* start *

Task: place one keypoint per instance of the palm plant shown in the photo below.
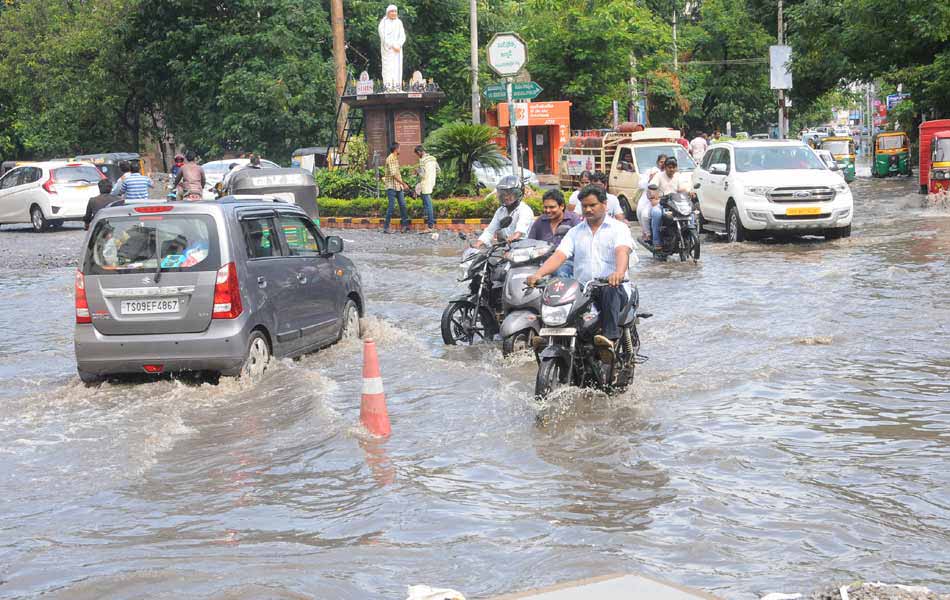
(458, 145)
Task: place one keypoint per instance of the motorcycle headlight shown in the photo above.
(522, 255)
(555, 315)
(758, 190)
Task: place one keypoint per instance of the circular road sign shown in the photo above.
(507, 54)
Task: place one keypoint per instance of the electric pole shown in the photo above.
(476, 96)
(781, 93)
(339, 59)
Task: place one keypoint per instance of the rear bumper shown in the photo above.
(221, 348)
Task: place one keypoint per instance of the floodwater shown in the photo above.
(790, 429)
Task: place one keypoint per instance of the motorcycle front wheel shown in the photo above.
(552, 373)
(463, 323)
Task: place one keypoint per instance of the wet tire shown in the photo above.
(459, 324)
(257, 358)
(38, 219)
(90, 379)
(734, 228)
(351, 328)
(517, 342)
(552, 373)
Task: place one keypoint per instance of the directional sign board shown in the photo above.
(507, 54)
(519, 91)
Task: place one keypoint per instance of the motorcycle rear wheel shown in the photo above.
(460, 325)
(552, 373)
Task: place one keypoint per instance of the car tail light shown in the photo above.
(82, 306)
(227, 294)
(153, 209)
(48, 186)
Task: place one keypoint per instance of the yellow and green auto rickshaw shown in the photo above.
(891, 154)
(842, 148)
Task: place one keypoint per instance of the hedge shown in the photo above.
(449, 208)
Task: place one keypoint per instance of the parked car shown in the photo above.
(750, 189)
(215, 171)
(488, 177)
(217, 286)
(45, 194)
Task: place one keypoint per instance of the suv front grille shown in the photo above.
(802, 194)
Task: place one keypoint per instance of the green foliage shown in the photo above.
(449, 208)
(458, 145)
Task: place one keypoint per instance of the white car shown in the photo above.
(217, 169)
(757, 188)
(45, 194)
(488, 177)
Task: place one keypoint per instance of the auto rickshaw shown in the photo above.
(842, 148)
(108, 162)
(294, 186)
(891, 154)
(939, 178)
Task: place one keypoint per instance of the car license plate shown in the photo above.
(804, 210)
(550, 331)
(149, 307)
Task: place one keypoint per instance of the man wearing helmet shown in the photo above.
(510, 193)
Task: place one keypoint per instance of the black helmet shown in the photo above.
(510, 190)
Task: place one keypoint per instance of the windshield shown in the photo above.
(774, 159)
(647, 155)
(86, 174)
(136, 244)
(837, 147)
(891, 142)
(942, 150)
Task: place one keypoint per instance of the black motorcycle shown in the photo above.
(679, 229)
(475, 316)
(570, 322)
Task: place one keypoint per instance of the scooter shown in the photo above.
(570, 322)
(679, 229)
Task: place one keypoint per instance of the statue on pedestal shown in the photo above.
(392, 37)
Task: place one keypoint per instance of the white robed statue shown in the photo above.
(392, 37)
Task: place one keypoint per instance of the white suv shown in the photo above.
(45, 194)
(754, 189)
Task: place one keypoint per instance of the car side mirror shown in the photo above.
(334, 244)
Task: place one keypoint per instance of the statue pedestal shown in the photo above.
(395, 117)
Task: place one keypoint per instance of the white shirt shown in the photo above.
(613, 205)
(594, 254)
(521, 220)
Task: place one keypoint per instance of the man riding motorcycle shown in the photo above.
(668, 181)
(510, 193)
(600, 247)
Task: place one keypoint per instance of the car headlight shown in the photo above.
(758, 190)
(555, 315)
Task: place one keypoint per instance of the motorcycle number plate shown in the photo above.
(551, 331)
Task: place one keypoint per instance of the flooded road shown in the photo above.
(791, 428)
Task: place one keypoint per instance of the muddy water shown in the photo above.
(790, 429)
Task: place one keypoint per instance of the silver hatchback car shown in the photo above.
(209, 286)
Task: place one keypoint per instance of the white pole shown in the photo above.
(476, 96)
(512, 130)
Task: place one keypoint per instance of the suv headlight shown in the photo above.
(555, 315)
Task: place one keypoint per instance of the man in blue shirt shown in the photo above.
(600, 247)
(133, 186)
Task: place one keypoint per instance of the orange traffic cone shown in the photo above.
(373, 413)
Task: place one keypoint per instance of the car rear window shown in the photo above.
(134, 244)
(86, 173)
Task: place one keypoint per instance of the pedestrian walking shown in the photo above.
(97, 203)
(134, 186)
(395, 189)
(428, 171)
(191, 178)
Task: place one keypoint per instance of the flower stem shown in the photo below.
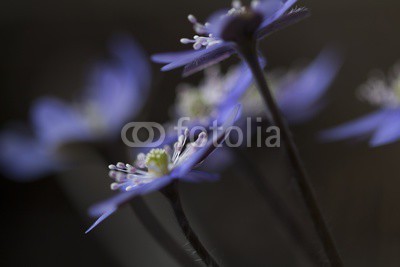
(171, 193)
(278, 207)
(159, 233)
(248, 52)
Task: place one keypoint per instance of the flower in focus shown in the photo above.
(116, 92)
(298, 92)
(215, 40)
(214, 97)
(159, 167)
(382, 126)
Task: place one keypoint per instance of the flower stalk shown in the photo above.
(247, 50)
(277, 205)
(172, 194)
(159, 233)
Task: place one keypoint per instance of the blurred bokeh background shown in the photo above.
(48, 47)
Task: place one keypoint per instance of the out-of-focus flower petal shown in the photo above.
(198, 58)
(100, 219)
(23, 158)
(357, 128)
(56, 122)
(200, 176)
(266, 7)
(125, 196)
(208, 60)
(283, 22)
(299, 97)
(119, 88)
(388, 131)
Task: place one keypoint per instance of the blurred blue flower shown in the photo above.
(116, 92)
(209, 43)
(160, 167)
(298, 91)
(299, 94)
(382, 126)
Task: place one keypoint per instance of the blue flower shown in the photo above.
(160, 167)
(116, 92)
(211, 45)
(382, 126)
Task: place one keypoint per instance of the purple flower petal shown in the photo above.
(208, 60)
(23, 158)
(100, 219)
(56, 122)
(200, 176)
(119, 89)
(299, 98)
(357, 128)
(219, 160)
(279, 7)
(203, 56)
(282, 22)
(389, 131)
(125, 196)
(212, 144)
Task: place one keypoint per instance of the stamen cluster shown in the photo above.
(203, 37)
(157, 163)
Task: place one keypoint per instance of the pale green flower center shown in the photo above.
(157, 162)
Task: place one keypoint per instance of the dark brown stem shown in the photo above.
(247, 50)
(172, 195)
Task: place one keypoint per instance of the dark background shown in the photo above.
(47, 47)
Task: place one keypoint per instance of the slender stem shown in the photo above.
(159, 233)
(117, 151)
(277, 205)
(248, 53)
(172, 195)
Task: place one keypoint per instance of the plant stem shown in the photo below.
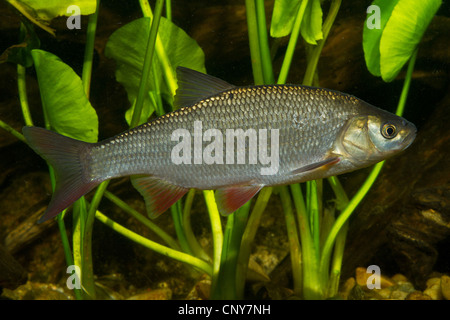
(294, 244)
(248, 237)
(234, 229)
(169, 10)
(13, 131)
(67, 250)
(23, 98)
(171, 253)
(340, 221)
(343, 217)
(216, 229)
(196, 248)
(142, 219)
(292, 43)
(314, 58)
(264, 43)
(406, 84)
(169, 74)
(252, 25)
(311, 285)
(147, 65)
(89, 51)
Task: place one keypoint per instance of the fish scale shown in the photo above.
(320, 133)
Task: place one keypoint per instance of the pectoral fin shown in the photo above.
(159, 195)
(321, 164)
(229, 199)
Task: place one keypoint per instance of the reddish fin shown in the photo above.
(64, 155)
(159, 195)
(229, 199)
(317, 165)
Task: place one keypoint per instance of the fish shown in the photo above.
(231, 139)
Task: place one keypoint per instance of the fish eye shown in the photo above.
(388, 131)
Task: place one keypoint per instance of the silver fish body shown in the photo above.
(236, 140)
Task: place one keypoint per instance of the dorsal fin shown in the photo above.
(194, 86)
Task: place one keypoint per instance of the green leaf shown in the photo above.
(389, 46)
(402, 34)
(127, 47)
(380, 9)
(65, 104)
(21, 53)
(41, 12)
(311, 28)
(283, 17)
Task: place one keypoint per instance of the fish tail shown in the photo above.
(67, 157)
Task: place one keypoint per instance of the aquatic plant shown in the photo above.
(316, 236)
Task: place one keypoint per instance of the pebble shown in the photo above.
(397, 287)
(434, 288)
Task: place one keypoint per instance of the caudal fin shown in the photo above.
(65, 155)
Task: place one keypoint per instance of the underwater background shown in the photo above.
(402, 225)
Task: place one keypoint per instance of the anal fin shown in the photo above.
(159, 195)
(229, 199)
(321, 164)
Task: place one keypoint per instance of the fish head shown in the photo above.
(370, 138)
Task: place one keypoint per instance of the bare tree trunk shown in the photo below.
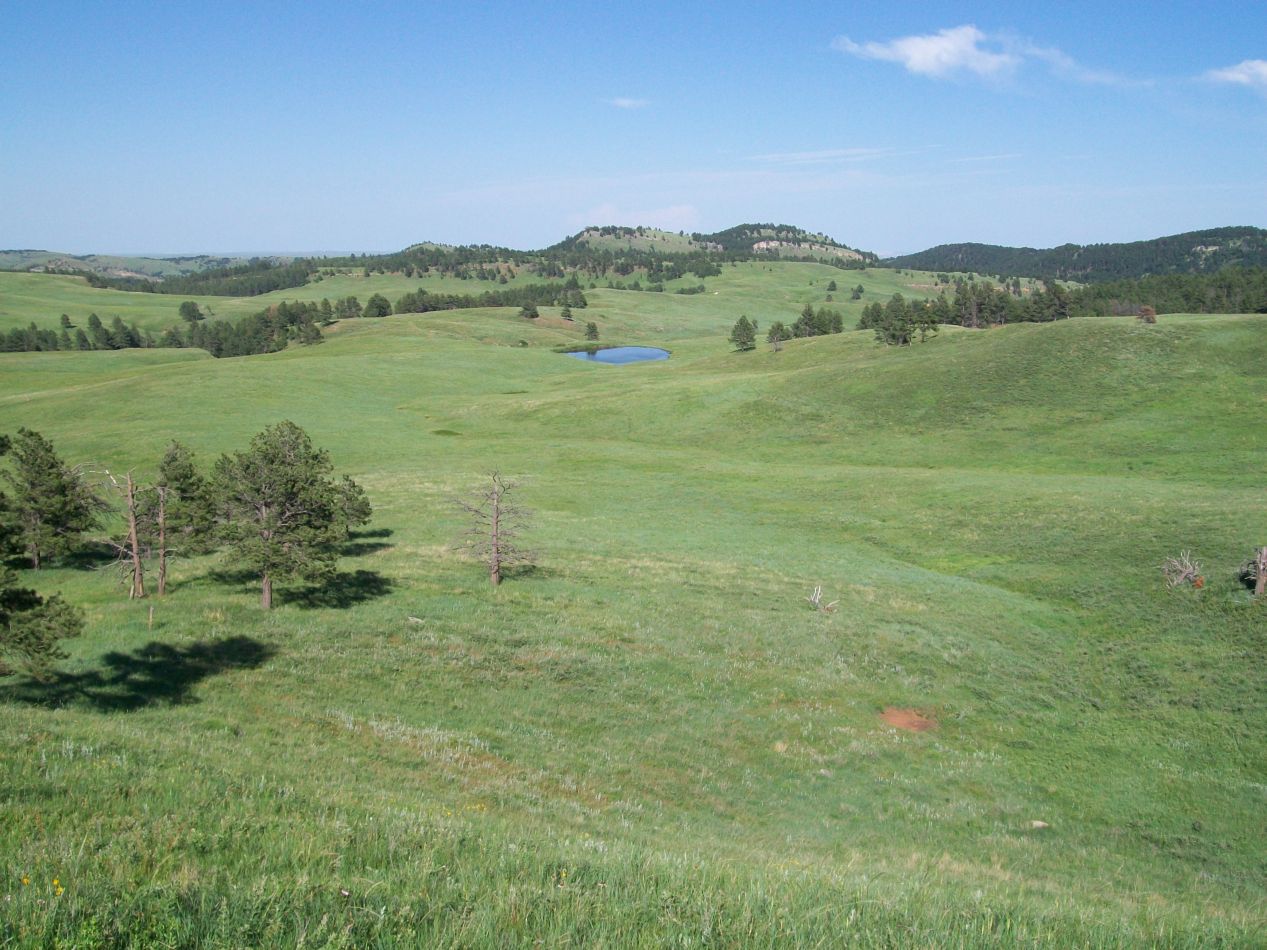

* end *

▶ _BRIEF_:
Copy the rows word for word, starting at the line containing "Task: place one keypoint per instance of the underwater" and continuing through the last line of the rows. Leave the pictures out of your copy.

▶ _TASK RESULT_:
Task: place one keypoint per instance of the underwater background shown in the photo above.
(402, 225)
Task: place one keypoint per instance of the anal fin shown in the photo above.
(159, 195)
(229, 199)
(321, 164)
Task: place one keypoint per instance of the fish head shown in the photo above.
(370, 138)
Task: place one keypoint per instance of the bare tree trunk shown in the photo below.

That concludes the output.